:: Data in this exercise

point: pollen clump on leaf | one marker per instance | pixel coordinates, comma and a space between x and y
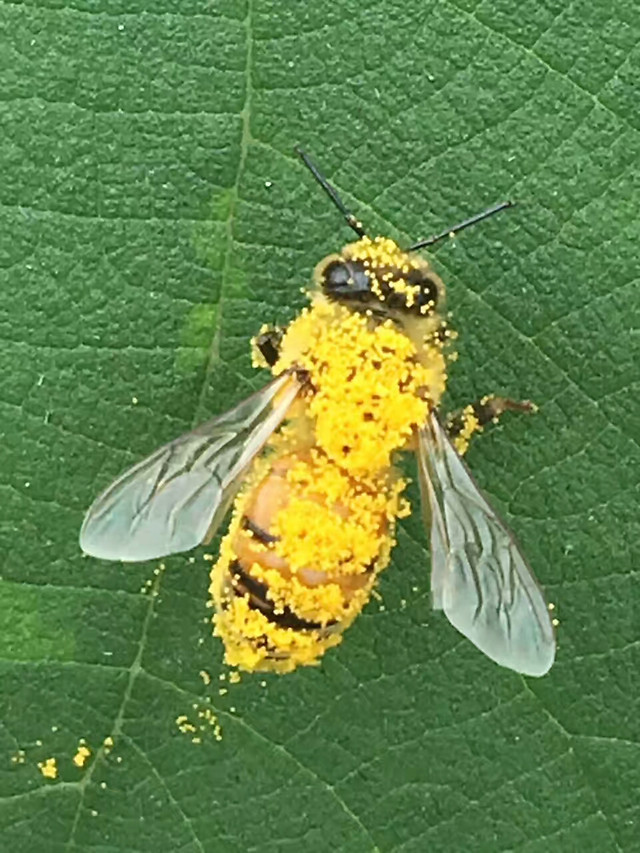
48, 768
82, 754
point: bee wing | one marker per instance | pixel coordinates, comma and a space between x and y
177, 497
479, 577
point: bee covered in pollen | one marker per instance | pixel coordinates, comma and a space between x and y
309, 463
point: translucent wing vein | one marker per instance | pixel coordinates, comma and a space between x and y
177, 497
479, 577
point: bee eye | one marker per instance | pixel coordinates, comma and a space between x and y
336, 276
345, 278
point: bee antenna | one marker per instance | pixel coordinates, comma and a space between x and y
352, 222
449, 232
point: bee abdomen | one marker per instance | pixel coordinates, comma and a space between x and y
257, 593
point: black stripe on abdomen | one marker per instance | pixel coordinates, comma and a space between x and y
245, 584
257, 531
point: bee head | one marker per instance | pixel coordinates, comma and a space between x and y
377, 273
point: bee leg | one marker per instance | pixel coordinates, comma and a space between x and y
267, 343
461, 425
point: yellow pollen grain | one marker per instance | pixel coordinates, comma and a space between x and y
48, 768
371, 384
82, 754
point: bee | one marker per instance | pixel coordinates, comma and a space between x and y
309, 464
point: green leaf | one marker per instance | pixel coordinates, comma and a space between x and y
152, 217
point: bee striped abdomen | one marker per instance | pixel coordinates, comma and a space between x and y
244, 584
315, 525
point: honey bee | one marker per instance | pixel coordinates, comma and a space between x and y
309, 463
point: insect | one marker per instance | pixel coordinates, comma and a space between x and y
309, 465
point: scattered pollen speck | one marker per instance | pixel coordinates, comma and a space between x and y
83, 752
207, 724
48, 768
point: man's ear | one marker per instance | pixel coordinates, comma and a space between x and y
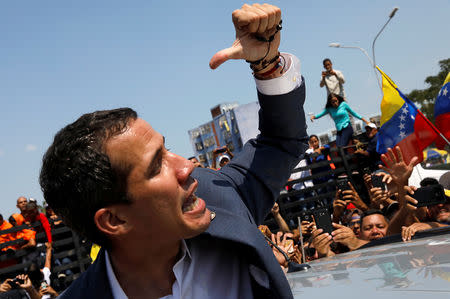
111, 221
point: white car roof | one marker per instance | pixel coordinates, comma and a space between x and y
415, 269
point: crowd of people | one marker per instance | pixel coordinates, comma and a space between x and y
166, 224
33, 237
392, 210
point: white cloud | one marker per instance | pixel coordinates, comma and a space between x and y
30, 147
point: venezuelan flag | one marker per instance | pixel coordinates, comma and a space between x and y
402, 124
442, 112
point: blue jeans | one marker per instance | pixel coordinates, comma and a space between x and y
343, 136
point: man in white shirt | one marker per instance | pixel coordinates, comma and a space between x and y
332, 79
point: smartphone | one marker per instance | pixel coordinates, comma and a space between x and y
429, 195
377, 181
366, 170
323, 220
342, 184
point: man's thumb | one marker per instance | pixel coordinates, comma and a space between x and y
222, 56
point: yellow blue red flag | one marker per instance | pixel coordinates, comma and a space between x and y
442, 112
402, 124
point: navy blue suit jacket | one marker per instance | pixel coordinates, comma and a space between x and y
241, 194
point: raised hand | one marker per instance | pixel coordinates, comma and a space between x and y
396, 166
249, 22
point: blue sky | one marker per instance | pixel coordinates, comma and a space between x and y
60, 59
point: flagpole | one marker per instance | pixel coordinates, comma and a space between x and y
418, 111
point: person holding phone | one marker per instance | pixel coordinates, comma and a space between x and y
166, 227
339, 111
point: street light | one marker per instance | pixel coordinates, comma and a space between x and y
391, 15
338, 45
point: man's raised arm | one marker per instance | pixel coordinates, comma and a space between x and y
263, 167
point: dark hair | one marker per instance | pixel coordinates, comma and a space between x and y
12, 220
428, 182
77, 178
371, 212
330, 96
311, 136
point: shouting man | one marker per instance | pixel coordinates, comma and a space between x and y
165, 227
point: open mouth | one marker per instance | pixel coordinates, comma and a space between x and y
190, 204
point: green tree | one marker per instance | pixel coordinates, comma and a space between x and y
424, 98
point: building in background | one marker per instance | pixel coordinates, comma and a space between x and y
231, 125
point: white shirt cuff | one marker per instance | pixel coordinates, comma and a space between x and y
287, 82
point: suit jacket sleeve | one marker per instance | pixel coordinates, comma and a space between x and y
260, 171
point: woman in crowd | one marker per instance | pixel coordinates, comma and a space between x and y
338, 109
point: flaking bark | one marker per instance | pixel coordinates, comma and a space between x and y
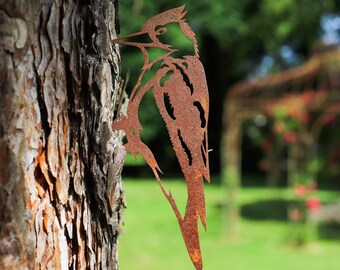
61, 195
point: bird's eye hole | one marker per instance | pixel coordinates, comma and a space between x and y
161, 31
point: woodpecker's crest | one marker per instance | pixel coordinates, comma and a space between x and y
181, 95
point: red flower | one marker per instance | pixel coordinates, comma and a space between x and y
267, 146
295, 215
313, 204
301, 190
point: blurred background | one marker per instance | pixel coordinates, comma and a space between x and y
273, 72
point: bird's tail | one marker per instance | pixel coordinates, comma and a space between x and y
188, 224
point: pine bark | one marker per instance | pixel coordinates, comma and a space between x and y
61, 194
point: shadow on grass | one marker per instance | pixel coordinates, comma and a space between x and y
329, 231
272, 209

::::

_What you will do:_ Give again exactly the lines from the one that contains "point: flaking bark" through the end of the material, both ends included, omitting the pictures.

_Task output:_
point: flaking bark | one marker per instance | pixel coordinates, comma and a space between x and y
61, 195
point: bird's eye hole | one marker per instance | pixel coordinates, comma and a space between x and y
161, 31
point: woodpecker's crest | one marker per instance | pixel coordinates, comma and a space between x and y
181, 95
point: red flower | one marker per instance | pixel coordinates, comma and a space between x and y
267, 146
295, 215
313, 204
301, 190
point: blurred background | one marker per instance | pixel coordinates, comma and a space between x and y
273, 72
point: bird's tail | one marker per instance | pixel coordinates, comma and a space between x and y
188, 224
point: pine bark | one marker per instance | pixel coordinates, comma and a space between x and y
61, 194
point: shadow on grass | one marker per instance | pixel coordinates, comma and a space between x and y
329, 231
272, 209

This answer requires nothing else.